What you have to do = Your reply should reproduce each line below exactly and carry none of the pictures.

Exercise data =
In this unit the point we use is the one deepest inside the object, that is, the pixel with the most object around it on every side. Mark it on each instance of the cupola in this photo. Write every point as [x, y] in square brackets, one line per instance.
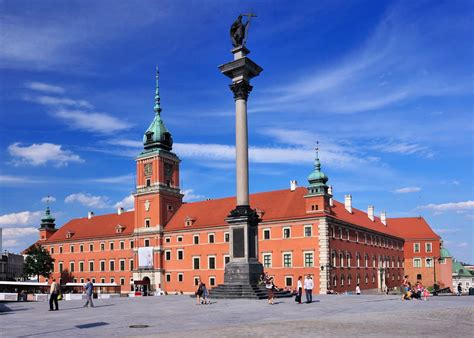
[157, 136]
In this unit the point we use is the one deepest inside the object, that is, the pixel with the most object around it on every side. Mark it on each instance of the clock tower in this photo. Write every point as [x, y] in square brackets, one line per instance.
[157, 195]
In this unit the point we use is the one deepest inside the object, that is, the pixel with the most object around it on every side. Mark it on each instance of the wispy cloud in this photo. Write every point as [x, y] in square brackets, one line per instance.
[407, 190]
[88, 200]
[41, 154]
[20, 218]
[45, 87]
[453, 206]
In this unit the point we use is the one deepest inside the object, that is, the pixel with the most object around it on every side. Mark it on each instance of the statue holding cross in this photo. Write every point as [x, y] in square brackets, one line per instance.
[239, 30]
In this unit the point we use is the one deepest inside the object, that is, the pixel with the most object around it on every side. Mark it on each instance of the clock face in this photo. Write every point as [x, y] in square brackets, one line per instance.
[148, 169]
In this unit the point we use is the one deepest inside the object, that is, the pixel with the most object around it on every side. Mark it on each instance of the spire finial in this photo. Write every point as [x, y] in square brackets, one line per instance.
[157, 107]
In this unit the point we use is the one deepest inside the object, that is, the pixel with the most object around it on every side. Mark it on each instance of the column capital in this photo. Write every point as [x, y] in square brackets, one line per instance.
[241, 90]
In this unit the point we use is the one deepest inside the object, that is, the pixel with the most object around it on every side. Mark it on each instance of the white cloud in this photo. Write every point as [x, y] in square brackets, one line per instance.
[49, 199]
[88, 200]
[40, 154]
[127, 203]
[101, 123]
[21, 218]
[454, 206]
[407, 190]
[58, 101]
[189, 195]
[44, 87]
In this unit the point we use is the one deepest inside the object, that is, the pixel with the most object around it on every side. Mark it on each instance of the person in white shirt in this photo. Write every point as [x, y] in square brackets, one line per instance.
[299, 289]
[308, 289]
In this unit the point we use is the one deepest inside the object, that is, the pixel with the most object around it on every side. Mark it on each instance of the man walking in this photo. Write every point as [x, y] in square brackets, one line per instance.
[308, 289]
[53, 296]
[89, 287]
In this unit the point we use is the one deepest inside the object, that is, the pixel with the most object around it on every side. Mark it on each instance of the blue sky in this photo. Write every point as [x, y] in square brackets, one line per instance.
[386, 87]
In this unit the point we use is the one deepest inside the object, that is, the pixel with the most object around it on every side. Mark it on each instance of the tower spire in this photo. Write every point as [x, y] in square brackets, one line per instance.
[157, 107]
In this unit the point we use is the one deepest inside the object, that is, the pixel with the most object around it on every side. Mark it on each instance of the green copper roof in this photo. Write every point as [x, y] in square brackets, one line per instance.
[157, 136]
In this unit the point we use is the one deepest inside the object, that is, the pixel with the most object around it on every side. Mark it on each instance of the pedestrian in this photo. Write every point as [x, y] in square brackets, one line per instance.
[459, 289]
[53, 296]
[270, 289]
[299, 290]
[199, 292]
[308, 288]
[89, 287]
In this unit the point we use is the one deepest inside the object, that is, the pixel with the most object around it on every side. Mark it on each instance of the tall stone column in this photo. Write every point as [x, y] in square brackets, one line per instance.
[243, 268]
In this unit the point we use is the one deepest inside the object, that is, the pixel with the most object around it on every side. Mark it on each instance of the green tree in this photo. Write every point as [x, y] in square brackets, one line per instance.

Result =
In this unit the point we use is the one deepest inside the object, that is, the pixel with the most object around it on every side. Mark it on each instance of the cupola in this photo. Write every point as [x, y] in square brackets, one line per instance.
[157, 136]
In this unit the point we use is the one deepest inside the object, that is, the pixel with the most object around it on every side. Mark it on each instance of the clock tower in this photo. Write every point as [x, y] in square brackets, one line per instance.
[157, 195]
In this unit the point we use is the one deepest inside the object, that is, the pixel with the most object around it on every side. Mark it on each instance of the wispy cloud in this photo. Write every point as [x, y] in square brackets, one line per instance.
[407, 190]
[88, 200]
[41, 154]
[20, 218]
[45, 87]
[453, 206]
In this unit the point we use is the one deepest inside the object, that is, the pixel with the most object around it on every side. Mark it on each instance of the statue holding cross in this photo. Write every point as [x, y] in square brackets, one line per instance.
[239, 30]
In this unit the point we use is the one deepest inside the object, that is, the pixel with the most object around it on every side. Mark it on each instance of the clock face in this photo. Write every point as [x, y] in square brackets, one line per instance.
[148, 169]
In this unit the point we use is the one deepest inside the object, that is, the pixel with the most object around it on every side. Mark it on each instance of the spire finial in this photo. Write every point as [x, y] in square brackets, one line per instance.
[157, 107]
In this unit the point we use is the one deepest inside the object, that is, the pixel with the most object around it on every side. Mark it on each instance of the column capital in this photo. Write every point as [x, y] in square brackets, one line per instance.
[241, 90]
In this unit the point we use is the one deepest inside the object, that is, the pixel with the most object around it on every side. Mark it on each instance of the white cloud in this photo. Write every point as [x, y] in square brackets, one line per instance.
[49, 199]
[88, 200]
[40, 154]
[127, 203]
[101, 123]
[21, 218]
[454, 206]
[407, 190]
[58, 101]
[189, 195]
[44, 87]
In this unit the point we use is the one deepest inside the object, that is, the pixel with the most object around it on every side. Mark it on each instance of the person in white shirt in this photo. Write every point as [x, y] in square brackets, one line per instance.
[299, 289]
[308, 289]
In this unit the point we use is the one deepest inside the object, that is, the pixel with the most object around it on every side. Mark it on each instance of the man walking in this photo. Write every point as [x, y] in square brackets, one line per instance.
[308, 289]
[53, 296]
[89, 287]
In this unit the point we use is the one deepest inside the object, that is, the pixel with the most object around it on every side. Mark it on each instance of the blue sky in this photo. Write every point as [x, y] in square brackets, one line per instance.
[386, 87]
In this unit the point we use is the one deepest inside the object, that is, the pixel with the most object around it on every side. Mark it on each instance of the tower spire in this photo. Write every point as [x, y] in square brackets, one line per instance.
[157, 107]
In this unit the point we use is the one deepest inside the object, that is, the pixel with the most object around it on every side. Mark it on each instance of the green copper roof in this photo. Write every point as [x, y] in square brackets, one line per instance.
[157, 136]
In this unit the point we use is the one deepest inside the object, that is, the pixel with the most object around it on every side. Mark it on each instance of the pedestrian in this photo. Write every point as [x, y] in square brackets, one line per instance.
[459, 289]
[53, 296]
[270, 289]
[299, 290]
[199, 292]
[308, 288]
[89, 287]
In this unit the point we use is the one deepest inside the object, that is, the pixel with the most object around it on every side. Mark it on each instance of the tall stone column in this photo. Write every point as [x, y] in square brackets, one line per instance.
[243, 268]
In this unit the point we use is the one deepest inside the object, that is, the pixel with the most object around it on every side. Mark it on each instance of the green tree in this photo. Write every point as [x, y] in square brackets, one line per instance.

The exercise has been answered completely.